Source passage:
*-*-*

The SERVER_PORT variable MUST be set to the TCP/IP port number on

which this request is received from the client. This value is used

in the port part of the Script-URI.

SERVER_PORT = server-port
  server-port = 1*digit
           

Note that this variable MUST be set, even if the port is the default

port for the scheme and could otherwise be omitted from a URI.

4.1.16. SERVER_PROTOCOL

The SERVER_PROTOCOL variable MUST be set to the name and version of

the application protocol used for this CGI request. This MAY differ

from the protocol version used by the server in its communication

with the client.

*-*-*

Dataset content:
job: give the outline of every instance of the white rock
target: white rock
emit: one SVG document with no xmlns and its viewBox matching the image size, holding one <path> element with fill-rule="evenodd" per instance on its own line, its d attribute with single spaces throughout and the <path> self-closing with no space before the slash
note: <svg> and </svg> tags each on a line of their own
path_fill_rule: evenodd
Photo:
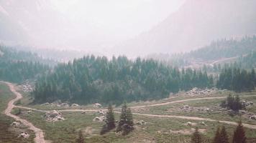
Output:
<svg viewBox="0 0 256 143">
<path fill-rule="evenodd" d="M 72 104 L 71 107 L 79 107 L 78 104 Z"/>
</svg>

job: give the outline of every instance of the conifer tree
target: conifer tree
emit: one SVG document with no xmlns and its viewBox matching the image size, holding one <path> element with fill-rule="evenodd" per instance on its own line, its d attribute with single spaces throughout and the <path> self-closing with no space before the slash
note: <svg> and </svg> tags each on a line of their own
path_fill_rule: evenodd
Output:
<svg viewBox="0 0 256 143">
<path fill-rule="evenodd" d="M 215 133 L 215 137 L 213 143 L 219 143 L 219 142 L 220 142 L 220 128 L 219 127 L 218 127 L 218 129 Z"/>
<path fill-rule="evenodd" d="M 108 112 L 106 112 L 106 124 L 102 127 L 101 134 L 104 134 L 116 127 L 113 107 L 111 104 L 109 105 Z"/>
<path fill-rule="evenodd" d="M 113 112 L 113 107 L 111 104 L 109 105 L 108 112 L 106 113 L 106 123 L 107 124 L 108 129 L 113 129 L 116 127 L 115 121 L 114 121 L 114 115 Z"/>
<path fill-rule="evenodd" d="M 203 139 L 202 137 L 199 133 L 198 128 L 196 128 L 196 131 L 194 133 L 192 134 L 191 137 L 191 143 L 202 143 Z"/>
<path fill-rule="evenodd" d="M 122 134 L 127 134 L 129 132 L 133 130 L 133 125 L 134 123 L 131 109 L 127 108 L 127 105 L 126 102 L 124 102 L 123 107 L 122 107 L 120 120 L 116 131 L 122 131 Z"/>
<path fill-rule="evenodd" d="M 219 143 L 229 143 L 229 137 L 227 135 L 225 127 L 222 127 L 220 132 Z"/>
<path fill-rule="evenodd" d="M 238 122 L 236 130 L 234 132 L 232 143 L 246 143 L 246 137 L 242 122 Z"/>
<path fill-rule="evenodd" d="M 78 137 L 76 139 L 77 143 L 84 143 L 84 138 L 83 136 L 82 131 L 80 129 L 78 132 Z"/>
</svg>

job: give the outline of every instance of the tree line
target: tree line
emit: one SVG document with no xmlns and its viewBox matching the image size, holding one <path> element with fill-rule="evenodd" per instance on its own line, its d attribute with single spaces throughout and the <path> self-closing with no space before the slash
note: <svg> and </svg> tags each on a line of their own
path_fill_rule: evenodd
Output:
<svg viewBox="0 0 256 143">
<path fill-rule="evenodd" d="M 122 104 L 168 97 L 170 92 L 211 87 L 206 72 L 178 69 L 152 59 L 86 56 L 60 64 L 37 79 L 33 92 L 38 102 L 56 99 L 80 104 Z"/>
<path fill-rule="evenodd" d="M 0 46 L 0 79 L 22 82 L 36 78 L 49 69 L 49 66 L 39 61 L 40 58 L 35 54 Z"/>
<path fill-rule="evenodd" d="M 251 91 L 256 86 L 255 71 L 240 69 L 238 67 L 224 69 L 219 74 L 216 87 L 219 89 L 234 90 L 237 92 Z"/>
</svg>

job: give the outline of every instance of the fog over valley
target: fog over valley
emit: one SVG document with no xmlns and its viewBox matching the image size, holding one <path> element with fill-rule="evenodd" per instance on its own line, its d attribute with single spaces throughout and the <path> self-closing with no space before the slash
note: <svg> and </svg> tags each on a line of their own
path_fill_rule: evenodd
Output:
<svg viewBox="0 0 256 143">
<path fill-rule="evenodd" d="M 256 143 L 256 0 L 0 0 L 0 143 Z"/>
</svg>

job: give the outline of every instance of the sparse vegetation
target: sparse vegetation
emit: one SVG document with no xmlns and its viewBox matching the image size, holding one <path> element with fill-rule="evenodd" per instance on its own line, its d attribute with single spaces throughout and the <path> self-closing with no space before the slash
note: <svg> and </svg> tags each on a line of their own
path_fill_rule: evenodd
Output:
<svg viewBox="0 0 256 143">
<path fill-rule="evenodd" d="M 101 131 L 101 134 L 104 134 L 106 132 L 116 127 L 113 107 L 111 104 L 109 105 L 108 112 L 106 112 L 106 118 L 105 121 L 106 124 L 103 126 Z"/>
<path fill-rule="evenodd" d="M 131 109 L 127 107 L 126 102 L 122 107 L 120 119 L 118 123 L 116 132 L 122 132 L 123 135 L 129 134 L 134 129 L 133 119 Z"/>
<path fill-rule="evenodd" d="M 238 122 L 236 130 L 234 132 L 232 143 L 246 143 L 247 139 L 245 137 L 245 132 L 242 122 Z"/>
<path fill-rule="evenodd" d="M 239 109 L 245 109 L 245 106 L 242 104 L 238 94 L 234 97 L 229 94 L 227 97 L 227 100 L 221 102 L 221 107 L 224 108 L 227 107 L 235 112 L 238 112 Z"/>
</svg>

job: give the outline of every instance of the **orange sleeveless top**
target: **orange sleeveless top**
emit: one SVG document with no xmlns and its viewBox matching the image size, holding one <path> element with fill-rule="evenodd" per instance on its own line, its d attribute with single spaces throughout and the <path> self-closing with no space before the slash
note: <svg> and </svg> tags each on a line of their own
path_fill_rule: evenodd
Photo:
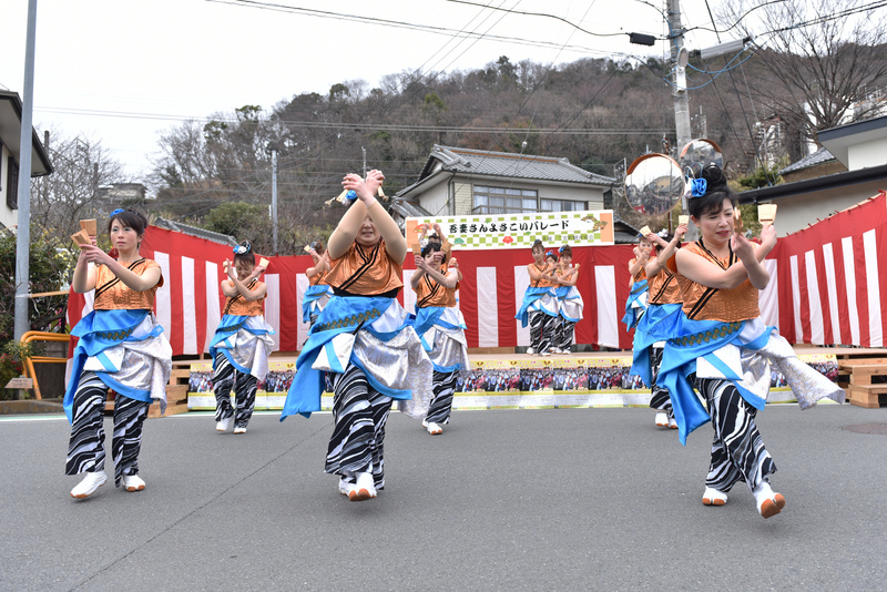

*-*-*

Jobs:
[1] In the CGI variables text, what reason is given for setting SERVER_PORT to the port on which the request arrived from the client?
[2] Continue the CGI variables text after its final sentence, which ends "with the client."

Responses for each task:
[1] The SERVER_PORT value supplies the port part of the Script-URI. So it must be the TCP/IP port number on which the server received this request from the client.

[2]
SERVER_PROTOCOL   = HTTP-Version | "INCLUDED" | extension-version
  HTTP-Version      = "HTTP" "/" 1*digit "." 1*digit
  extension-version = protocol [ "/" 1*digit "." 1*digit ]
  protocol          = token
           

Here, ‘protocol’ defines the syntax of some of the information

passing between the server and the script (the ‘protocol-specific’

features). It is not case sensitive and is usually presented in

upper case. The protocol is not the same as the scheme part of the

script URI, which defines the overall access mechanism used by the

client to communicate with the server. For example, a request that

reaches the script with a protocol of “HTTP” may have used an “https”

scheme.

A well-known value for SERVER_PROTOCOL which the server MAY use is

“INCLUDED”, which signals that the current document is being included

as part of a composite document, rather than being the direct target

of the client request. The script should treat this as an HTTP/1.0

request.

4.1.17. SERVER_SOFTWARE

The SERVER_SOFTWARE meta-variable MUST be set to the name and version

of the information server software making the CGI request (and

running the gateway). It SHOULD be the same as the server

description reported to the client, if any.

SERVER_SOFTWARE = 1*( product | comment )
  product         = token [ "/" product-version ]
  product-version = token
  comment         = "(" *( ctext | comment ) ")"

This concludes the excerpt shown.